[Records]
────────────────────
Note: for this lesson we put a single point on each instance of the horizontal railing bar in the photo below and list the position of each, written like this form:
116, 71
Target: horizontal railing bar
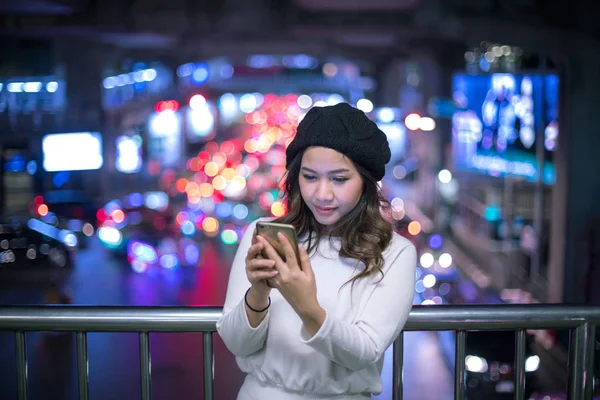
203, 319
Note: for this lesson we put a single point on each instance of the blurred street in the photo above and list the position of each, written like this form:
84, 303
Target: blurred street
100, 279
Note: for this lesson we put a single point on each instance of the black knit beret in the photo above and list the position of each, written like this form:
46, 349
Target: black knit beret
345, 129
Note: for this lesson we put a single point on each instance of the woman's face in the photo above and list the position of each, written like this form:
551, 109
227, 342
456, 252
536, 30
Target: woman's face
330, 184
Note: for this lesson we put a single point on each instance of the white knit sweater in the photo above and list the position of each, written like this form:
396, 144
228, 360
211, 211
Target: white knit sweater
343, 360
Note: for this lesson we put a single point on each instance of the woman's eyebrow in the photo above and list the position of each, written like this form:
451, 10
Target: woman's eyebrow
335, 171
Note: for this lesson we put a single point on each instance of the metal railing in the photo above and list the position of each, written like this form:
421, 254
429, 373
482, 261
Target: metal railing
580, 321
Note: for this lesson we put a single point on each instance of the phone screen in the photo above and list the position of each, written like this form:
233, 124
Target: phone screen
270, 230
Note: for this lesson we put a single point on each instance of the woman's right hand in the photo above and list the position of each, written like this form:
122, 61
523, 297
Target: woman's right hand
259, 269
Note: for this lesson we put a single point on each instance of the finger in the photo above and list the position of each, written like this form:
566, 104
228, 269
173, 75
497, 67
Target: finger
254, 250
272, 254
258, 275
288, 248
258, 263
305, 260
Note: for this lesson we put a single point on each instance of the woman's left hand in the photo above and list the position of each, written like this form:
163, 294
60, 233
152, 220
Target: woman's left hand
295, 280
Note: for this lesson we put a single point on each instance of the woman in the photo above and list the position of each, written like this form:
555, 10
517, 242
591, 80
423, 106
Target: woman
317, 327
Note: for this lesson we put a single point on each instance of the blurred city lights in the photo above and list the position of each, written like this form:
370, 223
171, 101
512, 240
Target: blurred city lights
427, 124
445, 260
426, 260
413, 121
414, 228
445, 176
364, 105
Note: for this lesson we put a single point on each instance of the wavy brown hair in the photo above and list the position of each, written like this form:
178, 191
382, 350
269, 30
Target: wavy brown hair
364, 232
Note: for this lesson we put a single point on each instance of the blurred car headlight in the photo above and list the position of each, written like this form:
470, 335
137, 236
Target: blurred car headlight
476, 364
532, 363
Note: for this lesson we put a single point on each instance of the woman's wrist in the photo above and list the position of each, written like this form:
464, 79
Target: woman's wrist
257, 299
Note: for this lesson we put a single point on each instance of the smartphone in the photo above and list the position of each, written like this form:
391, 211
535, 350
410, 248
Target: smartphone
269, 231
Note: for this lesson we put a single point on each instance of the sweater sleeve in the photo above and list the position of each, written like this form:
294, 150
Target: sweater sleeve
362, 343
233, 326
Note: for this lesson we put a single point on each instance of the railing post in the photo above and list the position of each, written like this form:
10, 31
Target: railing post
83, 369
209, 366
459, 365
145, 366
398, 368
581, 362
519, 366
21, 356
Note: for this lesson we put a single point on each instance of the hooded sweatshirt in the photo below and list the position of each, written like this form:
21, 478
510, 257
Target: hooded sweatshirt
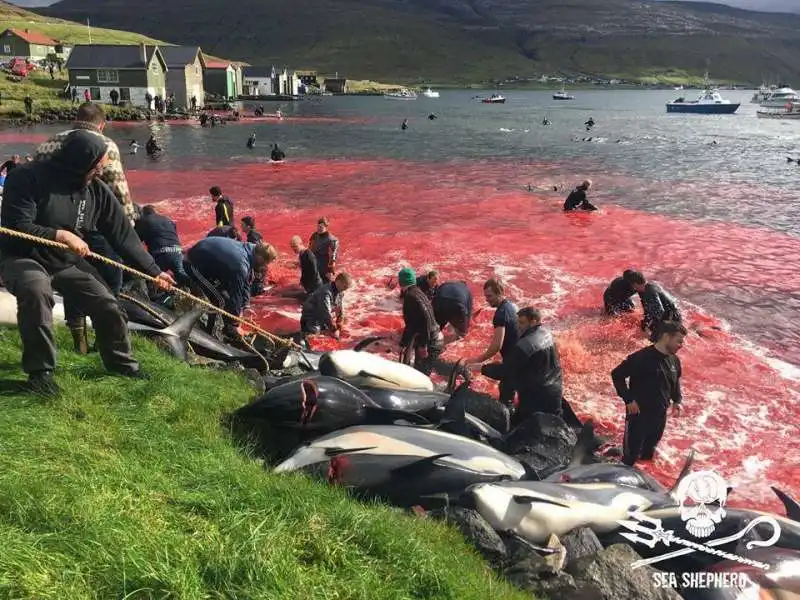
43, 197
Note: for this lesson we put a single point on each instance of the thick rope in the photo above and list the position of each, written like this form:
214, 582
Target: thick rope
263, 332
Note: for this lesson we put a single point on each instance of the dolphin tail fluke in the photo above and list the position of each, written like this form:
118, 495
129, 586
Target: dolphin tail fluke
687, 466
792, 506
388, 416
177, 334
418, 467
368, 342
584, 446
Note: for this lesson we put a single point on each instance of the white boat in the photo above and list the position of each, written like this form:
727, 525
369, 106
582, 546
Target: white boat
563, 95
403, 94
781, 97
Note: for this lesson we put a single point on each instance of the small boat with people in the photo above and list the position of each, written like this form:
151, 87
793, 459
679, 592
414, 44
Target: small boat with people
563, 95
494, 99
401, 94
708, 103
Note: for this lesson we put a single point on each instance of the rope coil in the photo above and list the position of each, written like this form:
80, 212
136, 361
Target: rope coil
212, 307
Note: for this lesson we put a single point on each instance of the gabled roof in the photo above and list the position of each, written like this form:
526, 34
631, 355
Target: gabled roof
32, 37
177, 57
258, 71
110, 56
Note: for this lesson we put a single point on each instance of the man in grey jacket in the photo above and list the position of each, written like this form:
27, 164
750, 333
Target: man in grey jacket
323, 311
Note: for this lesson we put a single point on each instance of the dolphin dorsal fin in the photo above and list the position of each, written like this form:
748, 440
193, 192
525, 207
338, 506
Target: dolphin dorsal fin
687, 466
792, 506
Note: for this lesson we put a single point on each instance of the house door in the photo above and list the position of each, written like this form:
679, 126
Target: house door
231, 84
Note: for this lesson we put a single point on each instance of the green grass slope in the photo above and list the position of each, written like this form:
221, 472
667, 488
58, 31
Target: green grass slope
133, 490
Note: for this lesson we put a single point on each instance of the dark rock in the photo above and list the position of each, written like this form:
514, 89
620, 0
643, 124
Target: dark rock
611, 577
579, 543
543, 441
477, 531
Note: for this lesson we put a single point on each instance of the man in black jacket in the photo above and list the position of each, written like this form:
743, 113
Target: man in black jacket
223, 207
324, 309
55, 199
648, 381
534, 368
309, 273
421, 329
160, 235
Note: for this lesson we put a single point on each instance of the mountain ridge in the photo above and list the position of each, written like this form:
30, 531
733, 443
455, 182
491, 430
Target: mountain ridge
472, 40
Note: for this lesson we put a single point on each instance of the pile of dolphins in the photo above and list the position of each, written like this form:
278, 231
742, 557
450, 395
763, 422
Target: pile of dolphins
384, 431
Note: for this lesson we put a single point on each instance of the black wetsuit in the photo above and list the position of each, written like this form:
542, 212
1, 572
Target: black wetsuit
535, 371
658, 306
617, 297
652, 380
577, 199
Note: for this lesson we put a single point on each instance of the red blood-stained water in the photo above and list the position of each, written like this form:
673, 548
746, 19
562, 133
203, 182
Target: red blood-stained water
467, 221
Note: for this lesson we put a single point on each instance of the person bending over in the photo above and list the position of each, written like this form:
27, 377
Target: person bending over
324, 309
421, 331
504, 338
55, 199
648, 381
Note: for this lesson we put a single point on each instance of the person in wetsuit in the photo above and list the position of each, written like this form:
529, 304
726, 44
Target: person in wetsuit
421, 330
657, 305
452, 303
429, 283
223, 207
617, 298
324, 309
577, 198
277, 154
504, 338
152, 148
309, 274
160, 235
648, 381
534, 368
325, 247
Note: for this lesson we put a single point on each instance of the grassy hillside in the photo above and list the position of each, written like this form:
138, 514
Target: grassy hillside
133, 490
468, 40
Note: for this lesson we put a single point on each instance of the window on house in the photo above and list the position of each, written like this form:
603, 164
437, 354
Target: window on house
107, 76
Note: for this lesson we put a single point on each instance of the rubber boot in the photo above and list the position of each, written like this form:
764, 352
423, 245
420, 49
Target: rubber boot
79, 338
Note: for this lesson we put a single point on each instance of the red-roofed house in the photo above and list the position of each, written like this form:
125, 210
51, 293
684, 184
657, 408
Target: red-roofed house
223, 78
26, 43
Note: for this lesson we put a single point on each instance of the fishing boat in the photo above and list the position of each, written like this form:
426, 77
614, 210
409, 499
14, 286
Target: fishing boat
494, 99
709, 103
563, 95
403, 94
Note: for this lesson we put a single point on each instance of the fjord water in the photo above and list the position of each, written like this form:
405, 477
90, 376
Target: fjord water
716, 223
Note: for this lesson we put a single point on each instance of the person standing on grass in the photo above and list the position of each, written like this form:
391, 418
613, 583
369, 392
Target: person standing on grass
92, 119
56, 199
648, 381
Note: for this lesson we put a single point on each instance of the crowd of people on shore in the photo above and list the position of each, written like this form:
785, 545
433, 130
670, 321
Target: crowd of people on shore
74, 191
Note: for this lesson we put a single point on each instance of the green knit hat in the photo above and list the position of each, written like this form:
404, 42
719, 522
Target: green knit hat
406, 276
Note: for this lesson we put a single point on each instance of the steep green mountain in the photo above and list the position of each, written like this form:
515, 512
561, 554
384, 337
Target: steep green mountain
470, 40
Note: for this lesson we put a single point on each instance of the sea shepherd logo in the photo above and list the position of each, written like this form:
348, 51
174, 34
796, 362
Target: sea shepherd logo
702, 497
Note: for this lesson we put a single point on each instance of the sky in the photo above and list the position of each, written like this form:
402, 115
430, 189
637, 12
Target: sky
767, 5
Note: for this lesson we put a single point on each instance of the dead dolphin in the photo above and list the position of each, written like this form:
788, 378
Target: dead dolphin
406, 466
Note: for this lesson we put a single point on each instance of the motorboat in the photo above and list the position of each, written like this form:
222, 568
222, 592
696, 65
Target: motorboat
403, 94
790, 111
563, 95
708, 103
781, 97
494, 99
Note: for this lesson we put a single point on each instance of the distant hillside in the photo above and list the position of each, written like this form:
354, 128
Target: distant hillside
469, 40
────────────────────
* _WHAT THE EXERCISE ASKS_: Return exactly the lines from the one containing "of the motorboat" through the last line of the records above, both included, and nothing else.

* _RESULT_:
Note: for this lesson we put a single point on each instance of the motorboat in the photo above and list the position of each, written like this form:
222, 568
222, 592
696, 65
Target: motorboat
403, 94
790, 111
563, 95
708, 103
781, 97
494, 99
Note: for this lesson we put a single point on each instance of the distant hillside in the photo above and list the position of each, written like this form:
354, 128
Target: distant hillside
469, 40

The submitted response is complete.